## Esercizi
1. Stabilisci se le affermazioni (a), (b) e (c) concordano con il brano sulla Guerra Fredda. Per ciascuna rispondi sì o no e cita tra virgolette le parole del brano che decidono la risposta. (a) La Guerra Fredda è conosciuta come una contesa più politica che militare. (b) La Guerra Fredda non conobbe mai fasi di violenta conflittualità. (c) L'Europa è comunemente considerata il campo di battaglia principale.
2. Disponi in una lista numerata tutto ciò che va dalla riga dell'elenco che contiene "Target = person in white shirt" fino alla fine dell'elenco, estremi inclusi e righe vuote escluse. Lascia fuori le immagini.

[ISSN 1974-028X]

[REGISTRAZIONE AL TRIBUNALE CIVILE DI ROMA N° 577/2007 DEL 21 DICEMBRE] *

 

186 / GIUGNO 2023 (CCXVII)


contemporanea

Il metodo Giacarta
SUI (MOLTI) MASSACRI a FIRMA “USA”, RECENSIONE

di Marco Fossati

 

Il XX secolo, segnato nella prima parte dai due conflitti mondiali, è stato caratterizzato nella seconda metà anche da un altro scontro di proporzioni globali; la cosiddetta Guerra Fredda. Conosciuta e narrata, come una contesa più politica che militare tra due ideologie, socialismo e capitalismo-liberale (da cui l’aggettivo “fredda”), ebbe nella realtà numerose fasi di violenta conflittualità; sebbene ciò sia avvenuto, in gran parte, lontano da quello che è comunemente considerato il “campo di battaglia” principale ovvero l’Europa.

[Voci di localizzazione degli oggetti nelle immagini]
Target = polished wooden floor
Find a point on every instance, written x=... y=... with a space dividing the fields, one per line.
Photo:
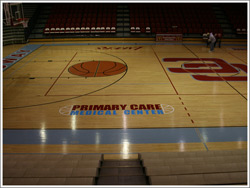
x=39 y=88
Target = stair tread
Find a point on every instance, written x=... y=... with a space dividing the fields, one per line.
x=121 y=171
x=120 y=163
x=122 y=180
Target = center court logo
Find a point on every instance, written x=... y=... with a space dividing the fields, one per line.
x=115 y=109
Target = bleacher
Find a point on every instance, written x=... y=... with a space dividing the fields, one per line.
x=237 y=15
x=173 y=18
x=81 y=18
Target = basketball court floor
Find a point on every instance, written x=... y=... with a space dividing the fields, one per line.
x=124 y=97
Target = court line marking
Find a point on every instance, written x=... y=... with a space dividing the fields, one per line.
x=137 y=136
x=216 y=73
x=165 y=71
x=86 y=94
x=42 y=50
x=153 y=43
x=245 y=62
x=188 y=114
x=60 y=75
x=148 y=94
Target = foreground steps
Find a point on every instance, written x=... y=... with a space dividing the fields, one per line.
x=121 y=172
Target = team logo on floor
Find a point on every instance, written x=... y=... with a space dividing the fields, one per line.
x=217 y=67
x=133 y=109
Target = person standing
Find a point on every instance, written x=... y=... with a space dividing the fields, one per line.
x=212 y=41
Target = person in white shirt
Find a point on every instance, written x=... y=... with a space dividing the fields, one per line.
x=212 y=40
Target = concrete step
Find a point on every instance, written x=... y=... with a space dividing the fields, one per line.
x=122 y=180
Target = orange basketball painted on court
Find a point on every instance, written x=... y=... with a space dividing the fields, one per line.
x=97 y=68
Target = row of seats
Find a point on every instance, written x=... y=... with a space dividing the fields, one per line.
x=237 y=15
x=163 y=19
x=40 y=169
x=196 y=168
x=87 y=18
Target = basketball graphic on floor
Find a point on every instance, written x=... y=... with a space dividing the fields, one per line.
x=97 y=68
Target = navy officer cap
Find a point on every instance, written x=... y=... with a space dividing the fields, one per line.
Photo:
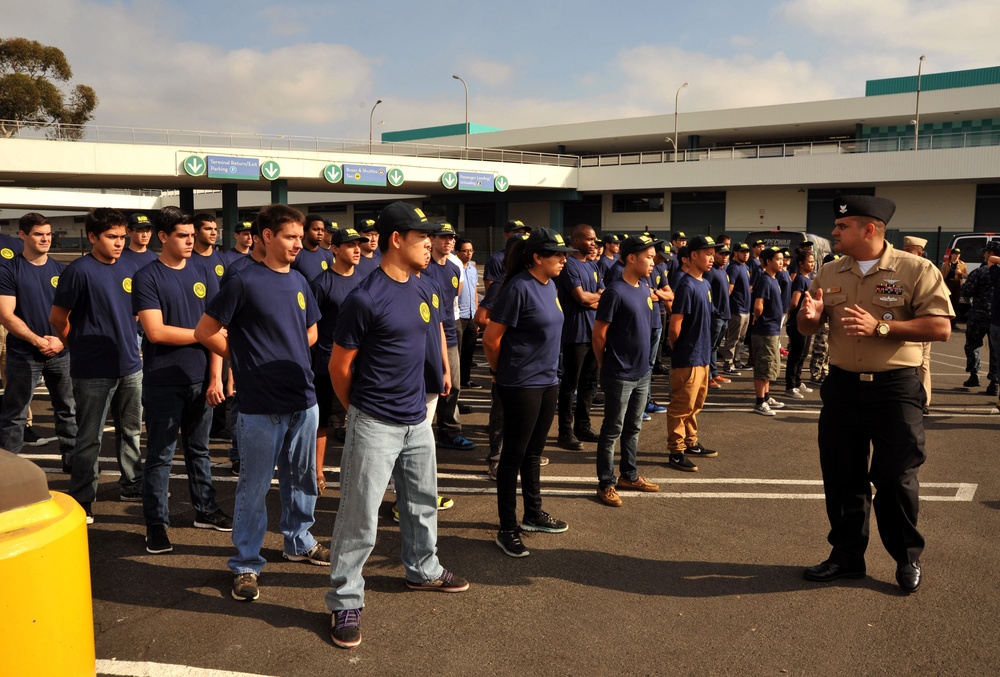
x=864 y=205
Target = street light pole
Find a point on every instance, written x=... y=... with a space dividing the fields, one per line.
x=677 y=97
x=916 y=118
x=371 y=125
x=466 y=109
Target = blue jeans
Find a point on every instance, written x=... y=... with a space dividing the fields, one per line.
x=373 y=451
x=624 y=402
x=287 y=441
x=169 y=409
x=93 y=399
x=19 y=387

## Soluzioni per esercizio
1.
(a) Sì: «Conosciuta e narrata, come una contesa più politica che militare tra due ideologie».
(b) No: «ebbe nella realtà numerose fasi di violenta conflittualità».
(c) Sì: «quello che è comunemente considerato il “campo di battaglia” principale ovvero l’Europa».

2.
1. Target = person in white shirt
2. Find a point on every instance, written x=... y=... with a space dividing the fields, one per line.
3. x=212 y=40
4. Target = concrete step
5. Find a point on every instance, written x=... y=... with a space dividing the fields, one per line.
6. x=122 y=180
7. Target = orange basketball painted on court
8. Find a point on every instance, written x=... y=... with a space dividing the fields, one per line.
9. x=97 y=68
10. Target = row of seats
11. Find a point on every instance, written x=... y=... with a space dividing the fields, one per line.
12. x=237 y=15
13. x=163 y=19
14. x=40 y=169
15. x=196 y=168
16. x=87 y=18
17. Target = basketball graphic on floor
18. Find a point on every instance, written x=... y=... with a space dividing the fields, one per line.
19. x=97 y=68
20. Target = navy officer cap
21. Find a point on every instance, written x=... y=... with a space dividing the fields, one per line.
22. Photo:
23. x=864 y=205
24. Target = street light pole
25. Find a point on every instance, written x=... y=... with a space dividing the fields, one per line.
26. x=677 y=97
27. x=916 y=118
28. x=371 y=125
29. x=466 y=109
30. Target = blue jeans
31. Find a point on every instance, written x=... y=... with a space dividing the fields, one per line.
32. x=373 y=451
33. x=624 y=402
34. x=287 y=441
35. x=169 y=409
36. x=93 y=399
37. x=19 y=387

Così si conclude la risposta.